#### [Records provided]

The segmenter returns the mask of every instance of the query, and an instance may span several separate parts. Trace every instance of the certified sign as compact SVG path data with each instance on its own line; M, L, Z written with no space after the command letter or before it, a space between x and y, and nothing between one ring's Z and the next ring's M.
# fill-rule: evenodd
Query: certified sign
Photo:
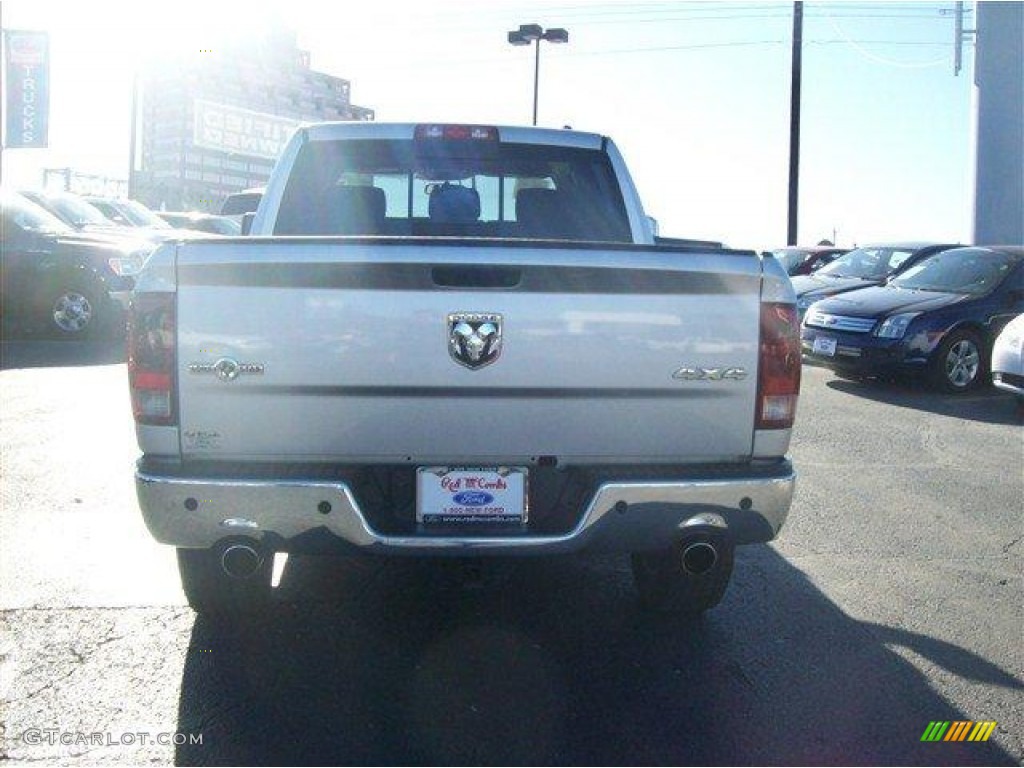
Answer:
M287 117L196 99L192 142L197 147L276 160L299 124Z

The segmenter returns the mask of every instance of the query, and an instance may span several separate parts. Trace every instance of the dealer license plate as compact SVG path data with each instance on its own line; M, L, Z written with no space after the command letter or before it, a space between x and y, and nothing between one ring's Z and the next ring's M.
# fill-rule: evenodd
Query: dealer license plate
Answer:
M825 357L835 357L836 354L836 340L829 338L828 336L819 336L814 340L814 345L811 350L816 355L825 355Z
M526 479L522 467L423 467L416 472L416 520L526 522Z

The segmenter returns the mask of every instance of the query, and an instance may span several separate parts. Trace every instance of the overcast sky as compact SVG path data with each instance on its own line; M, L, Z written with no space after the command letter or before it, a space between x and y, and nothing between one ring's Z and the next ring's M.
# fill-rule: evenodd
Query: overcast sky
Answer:
M966 242L971 63L953 75L945 2L807 2L800 241ZM966 26L973 26L968 3ZM134 68L285 24L313 68L382 121L528 124L615 139L662 234L758 249L786 237L792 3L5 0L3 25L51 34L50 148L8 150L5 186L44 167L127 176Z

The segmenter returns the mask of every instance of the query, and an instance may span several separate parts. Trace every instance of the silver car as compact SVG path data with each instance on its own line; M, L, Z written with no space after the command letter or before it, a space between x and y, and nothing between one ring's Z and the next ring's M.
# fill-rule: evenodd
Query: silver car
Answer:
M1024 315L1011 320L992 345L992 383L1024 405Z

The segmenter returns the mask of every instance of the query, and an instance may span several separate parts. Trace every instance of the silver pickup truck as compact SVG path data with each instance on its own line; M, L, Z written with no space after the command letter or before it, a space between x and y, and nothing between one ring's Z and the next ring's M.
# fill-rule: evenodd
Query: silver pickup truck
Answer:
M656 237L606 137L308 126L249 237L139 277L139 504L199 611L263 604L279 552L586 550L697 613L789 511L794 300Z

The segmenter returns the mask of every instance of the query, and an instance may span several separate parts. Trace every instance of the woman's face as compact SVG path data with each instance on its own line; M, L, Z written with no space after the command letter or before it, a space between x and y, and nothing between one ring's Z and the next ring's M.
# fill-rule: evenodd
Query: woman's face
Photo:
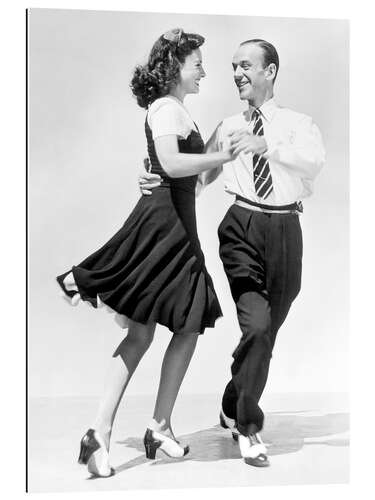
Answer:
M199 92L199 81L205 77L202 66L202 54L200 49L194 50L186 56L181 66L179 86L184 94L197 94Z

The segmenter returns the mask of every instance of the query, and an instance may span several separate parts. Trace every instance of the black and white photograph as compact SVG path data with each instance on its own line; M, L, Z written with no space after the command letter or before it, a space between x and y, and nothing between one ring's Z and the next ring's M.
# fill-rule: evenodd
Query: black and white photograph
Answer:
M347 484L349 20L26 23L28 491Z

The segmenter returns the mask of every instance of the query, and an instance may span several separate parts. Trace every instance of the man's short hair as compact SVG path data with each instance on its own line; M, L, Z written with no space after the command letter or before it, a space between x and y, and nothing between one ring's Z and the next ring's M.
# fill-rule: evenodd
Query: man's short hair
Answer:
M275 82L277 73L279 71L279 54L277 53L277 50L272 45L272 43L267 42L266 40L262 40L261 38L245 40L244 42L240 43L240 47L242 47L242 45L247 45L250 43L258 45L258 47L261 47L261 49L263 50L263 67L267 67L272 63L276 66L275 78L273 79L273 81Z

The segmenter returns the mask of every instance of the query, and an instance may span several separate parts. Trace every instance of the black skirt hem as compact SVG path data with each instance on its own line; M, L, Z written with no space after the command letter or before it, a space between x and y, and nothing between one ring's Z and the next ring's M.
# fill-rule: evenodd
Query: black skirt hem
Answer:
M56 278L56 281L58 283L58 285L60 286L60 288L62 289L62 291L65 293L65 295L67 297L69 297L70 299L72 299L75 295L79 295L80 296L80 299L84 302L89 302L92 307L94 307L95 309L98 309L98 301L97 301L97 297L99 297L100 301L107 307L109 307L113 313L115 314L118 314L120 316L125 316L128 320L132 320L132 321L135 321L137 323L141 323L142 325L147 325L148 323L157 323L161 326L164 326L166 328L168 328L168 330L170 332L172 332L173 334L177 334L177 335L184 335L184 334L189 334L189 333L198 333L199 335L202 335L205 331L206 328L214 328L215 327L215 322L219 319L219 318L222 318L223 317L223 314L222 314L222 311L220 309L220 307L218 308L218 311L217 313L213 314L212 315L212 319L209 319L209 320L206 320L203 322L203 324L201 324L200 327L198 328L189 328L189 329L176 329L173 327L173 325L171 325L168 321L165 321L163 320L163 318L161 318L160 316L158 316L157 314L156 315L151 315L150 317L148 317L146 320L144 318L141 318L140 316L134 316L134 314L132 315L131 311L126 311L125 309L121 310L121 311L118 311L116 309L116 307L113 307L112 305L108 304L105 299L103 300L102 298L102 294L98 293L96 294L96 297L92 297L92 296L89 296L87 295L87 293L85 293L85 291L79 286L79 284L77 283L76 281L76 286L77 286L77 289L78 291L76 290L67 290L63 281L65 279L65 277L70 274L70 273L73 273L73 276L74 276L74 267L70 270L70 271L67 271L59 276L57 276ZM75 277L75 276L74 276ZM213 292L214 293L214 292ZM128 328L128 326L125 326L125 327L122 327L123 329L126 329Z

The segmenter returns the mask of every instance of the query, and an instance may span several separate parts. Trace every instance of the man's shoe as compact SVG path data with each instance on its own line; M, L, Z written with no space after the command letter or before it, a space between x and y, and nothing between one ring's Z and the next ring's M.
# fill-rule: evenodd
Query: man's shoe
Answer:
M259 434L249 434L249 436L239 434L238 444L245 464L254 467L268 467L270 465L267 448Z

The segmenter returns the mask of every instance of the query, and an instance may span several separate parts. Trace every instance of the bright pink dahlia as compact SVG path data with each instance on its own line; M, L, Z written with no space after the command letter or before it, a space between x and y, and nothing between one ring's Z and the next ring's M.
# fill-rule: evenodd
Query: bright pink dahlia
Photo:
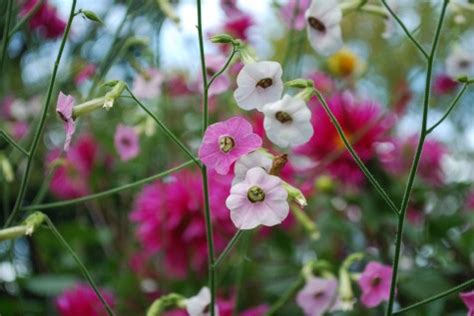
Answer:
M214 76L215 73L217 73L219 70L222 69L222 67L226 63L226 60L227 59L223 55L220 55L220 54L206 55L206 68L207 68L206 70L207 70L208 79L210 79L212 76ZM202 81L201 77L199 78ZM202 86L202 82L201 82L201 86ZM230 87L230 78L224 72L219 77L217 77L212 83L212 85L210 86L209 96L218 95L223 92L226 92L228 91L229 87Z
M100 290L107 304L113 308L115 298L112 292ZM106 316L102 302L88 284L79 283L65 290L55 301L56 309L61 316Z
M438 74L433 82L433 92L437 95L445 95L451 93L457 86L458 83L447 74Z
M71 143L72 135L76 130L76 123L72 117L74 107L74 98L59 92L58 102L56 104L56 112L64 122L64 130L66 132L66 140L64 141L64 151L68 151Z
M227 17L224 32L243 41L248 39L248 30L254 24L252 17L245 13Z
M362 161L367 162L375 156L374 143L384 138L389 129L386 119L382 118L380 107L370 101L355 101L347 94L337 94L328 100L328 105L342 126L346 137L353 141L353 147ZM314 135L305 145L296 149L315 162L324 160L328 155L343 151L326 167L334 177L349 184L360 184L364 175L351 155L345 150L339 134L329 120L319 102L311 103L313 115L311 122Z
M74 77L74 83L80 85L95 74L97 67L94 64L88 64L81 69Z
M309 8L310 0L293 0L281 7L281 16L289 28L301 31L306 26L304 14Z
M474 291L460 293L459 296L467 307L467 316L474 316Z
M199 158L218 174L227 174L232 164L262 146L262 139L252 132L252 125L240 116L209 125L204 134Z
M378 262L369 262L359 279L362 289L362 304L372 308L382 301L387 301L390 296L390 281L392 267Z
M120 159L123 161L133 159L140 153L138 134L135 129L130 126L117 125L114 135L114 145L120 155Z
M225 199L230 176L209 172L210 203L217 250L225 247L235 228ZM161 251L164 269L185 277L188 269L200 272L207 262L202 180L198 173L181 171L167 181L145 186L135 199L130 215L138 224L137 237L150 253Z
M296 295L296 303L307 316L320 316L337 301L337 280L311 277Z
M20 15L27 15L37 2L38 0L27 0L21 8ZM61 36L66 28L66 23L58 16L56 8L50 6L47 0L30 18L28 25L32 30L38 30L45 38L51 39Z

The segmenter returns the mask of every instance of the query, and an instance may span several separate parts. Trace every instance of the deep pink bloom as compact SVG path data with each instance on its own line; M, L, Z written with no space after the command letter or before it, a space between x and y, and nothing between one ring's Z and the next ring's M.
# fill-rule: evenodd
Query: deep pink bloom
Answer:
M367 162L375 156L374 143L384 138L389 124L382 117L380 107L370 101L356 101L347 94L337 94L328 100L328 105L339 121L349 140L357 138L353 144L362 161ZM324 160L328 155L341 152L326 167L338 180L349 184L360 184L364 175L351 155L345 150L339 134L331 123L323 107L312 101L311 122L314 135L305 145L295 151L306 155L314 162Z
M474 316L474 291L460 293L459 296L467 307L467 316Z
M219 70L222 69L227 58L223 55L206 55L206 68L207 68L207 76L208 80ZM200 86L202 89L202 78L200 78ZM223 92L228 91L230 87L230 78L224 72L219 77L217 77L209 88L209 96L221 94Z
M154 99L161 95L163 79L163 74L159 69L150 68L135 77L132 91L138 98Z
M468 210L474 210L474 191L467 194L464 204Z
M225 247L235 231L225 207L231 178L209 172L217 250ZM166 181L145 186L135 199L130 218L138 224L136 234L145 250L151 254L163 253L164 264L160 266L167 273L182 278L188 269L203 271L207 263L207 242L199 173L185 170Z
M221 9L227 16L233 16L242 13L237 7L237 0L220 0Z
M321 316L337 301L337 280L311 277L296 295L296 303L307 316Z
M115 298L112 292L100 290L110 308L113 308ZM108 315L102 302L88 284L76 284L65 290L55 300L56 309L61 316L106 316Z
M53 150L46 158L48 168L60 155ZM81 136L67 152L63 164L56 168L49 188L62 199L72 199L89 193L89 176L97 162L98 145L91 136Z
M194 90L183 75L176 74L164 83L165 91L172 97L187 96L193 93Z
M227 174L237 159L260 146L262 139L252 132L252 125L234 116L209 125L199 147L199 158L210 169Z
M447 74L438 74L434 79L433 92L437 95L449 94L457 86L458 83Z
M94 64L87 64L79 73L74 77L74 83L80 85L84 81L88 80L95 74L97 67Z
M30 126L26 122L15 122L12 127L12 137L15 139L22 139L28 134Z
M289 28L301 31L306 26L306 19L304 14L309 8L310 0L290 0L287 4L281 7L281 16L283 21Z
M313 80L314 87L323 94L329 94L335 88L334 80L324 72L315 71L308 76L308 79Z
M372 308L382 301L387 301L390 296L390 281L392 267L378 262L369 262L359 279L362 289L362 304Z
M140 153L138 134L135 129L130 126L117 125L114 135L114 145L120 155L120 159L123 161L133 159Z
M240 316L263 316L268 311L269 311L268 306L265 304L262 304L262 305L258 305L256 307L252 307L252 308L244 310L242 313L240 313Z
M247 14L238 14L229 16L224 23L224 32L234 38L246 41L248 39L248 30L254 24L252 17Z
M22 6L20 15L25 16L34 8L38 0L27 0ZM32 30L38 30L46 38L61 36L66 28L66 23L57 15L56 8L44 1L39 10L30 18L28 25Z
M64 122L64 130L66 131L66 140L64 141L64 151L69 149L72 134L76 130L76 123L72 117L74 107L74 98L59 92L58 102L56 104L56 112Z

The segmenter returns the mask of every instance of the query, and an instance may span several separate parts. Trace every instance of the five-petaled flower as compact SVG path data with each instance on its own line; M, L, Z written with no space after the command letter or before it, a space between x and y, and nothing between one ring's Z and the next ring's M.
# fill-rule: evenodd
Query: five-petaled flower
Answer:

#### [Task prompt]
Show all lines in the entries above where the string "certified" appears.

#### [Exercise result]
The segmenter returns the mask of every instance of the query, and an instance may span several separate parts. Trace every instance of the certified sign as compact SVG path data with each instance on its own line; M, L, Z written with no space after the command letter or before it, a space between x and y, and nothing between one ring's Z and the next ring's M.
Query: certified sign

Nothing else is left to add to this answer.